--- Source text Enclosed Below ---
Dozens of freshwater turtle and tortoise species won greater protection under the Convention on International Trade in Endangered Species of Wild Fauna and Flora (CITES), reports the U.S. Fish and Wildlife Service.
Several U.S.-led proposals to restrict trade in 44 Asian turtle and tortoise species and three North American pond turtle species were today adopted under CITES.
“We are extremely heartened by today’s vote to give greater protection to these highly imperiled species,” said Bryan Arroyo, head of the U.S. delegation to the CITES 16th Meeting of the Conference of the Parties (CoP16). “More than half of the world’s freshwater turtles are threatened with extinction, yet they continue to be traded, unsustainably, for food, as pets, and in traditional medicines. We’ve taken a significant step forward today to begin managing that trade.”
--- End of Enclosed Source text ---
--- Records Enclosed Below ---
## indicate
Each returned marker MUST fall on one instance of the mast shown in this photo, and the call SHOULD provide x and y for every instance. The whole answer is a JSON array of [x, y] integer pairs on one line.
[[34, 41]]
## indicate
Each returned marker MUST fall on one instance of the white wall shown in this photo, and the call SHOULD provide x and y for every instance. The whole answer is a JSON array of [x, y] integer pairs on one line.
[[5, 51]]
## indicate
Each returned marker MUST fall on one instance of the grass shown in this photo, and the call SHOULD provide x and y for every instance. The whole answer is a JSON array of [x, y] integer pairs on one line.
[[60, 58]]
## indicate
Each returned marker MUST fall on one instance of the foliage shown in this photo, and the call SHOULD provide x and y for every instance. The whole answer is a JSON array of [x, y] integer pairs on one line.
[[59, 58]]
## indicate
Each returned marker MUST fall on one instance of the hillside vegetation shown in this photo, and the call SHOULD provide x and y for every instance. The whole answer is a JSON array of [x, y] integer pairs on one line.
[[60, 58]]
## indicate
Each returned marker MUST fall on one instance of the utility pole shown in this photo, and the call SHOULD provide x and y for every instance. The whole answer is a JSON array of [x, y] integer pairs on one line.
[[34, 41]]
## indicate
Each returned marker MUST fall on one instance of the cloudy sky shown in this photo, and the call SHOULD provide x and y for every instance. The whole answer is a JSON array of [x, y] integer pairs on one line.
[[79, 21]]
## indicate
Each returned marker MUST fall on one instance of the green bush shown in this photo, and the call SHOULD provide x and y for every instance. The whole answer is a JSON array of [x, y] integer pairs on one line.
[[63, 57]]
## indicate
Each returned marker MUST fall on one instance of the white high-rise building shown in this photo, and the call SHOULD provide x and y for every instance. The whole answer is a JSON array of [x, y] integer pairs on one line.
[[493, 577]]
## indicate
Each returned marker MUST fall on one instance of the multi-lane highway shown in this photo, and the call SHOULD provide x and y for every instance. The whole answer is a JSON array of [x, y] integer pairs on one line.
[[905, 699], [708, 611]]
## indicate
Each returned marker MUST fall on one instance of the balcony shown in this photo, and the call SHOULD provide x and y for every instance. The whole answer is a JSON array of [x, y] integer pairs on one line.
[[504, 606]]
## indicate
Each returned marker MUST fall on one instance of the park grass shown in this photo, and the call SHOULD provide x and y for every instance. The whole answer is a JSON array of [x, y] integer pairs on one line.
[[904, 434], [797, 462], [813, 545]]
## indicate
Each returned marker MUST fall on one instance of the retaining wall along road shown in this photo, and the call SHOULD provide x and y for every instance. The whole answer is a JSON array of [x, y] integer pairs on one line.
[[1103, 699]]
--- End of Enclosed Records ---
◆ **Exercise instructions**
a: In the text on CITES turtle protections, who headed the U.S. delegation to CoP16?
b: Resume the report on CITES turtle and tortoise protections, starting after its last sentence.

◆ **Task responses**
a: Bryan Arroyo

b:
Demand for turtle meat and products in Asia had led to severe population depletion in many Asian countries, shifting harvesting to the United States. The new measures aim to manage turtle harvesting in the U.S. before it becomes a bigger problem.
Nearly 70 percent of the world’s 25 most endangered turtles are found in Asia, according to a 2011 report published by the Wildlife Conservation Society (WCS) and the Turtle Conservation Coalition.
Freshwater turtle in Sumatra. Photo by Rhett A. Butler.
The CITES (Convention on International Trade in Endangered Species of Wild Fauna and Flora) meeting runs through March 14. It is being held in Bangkok.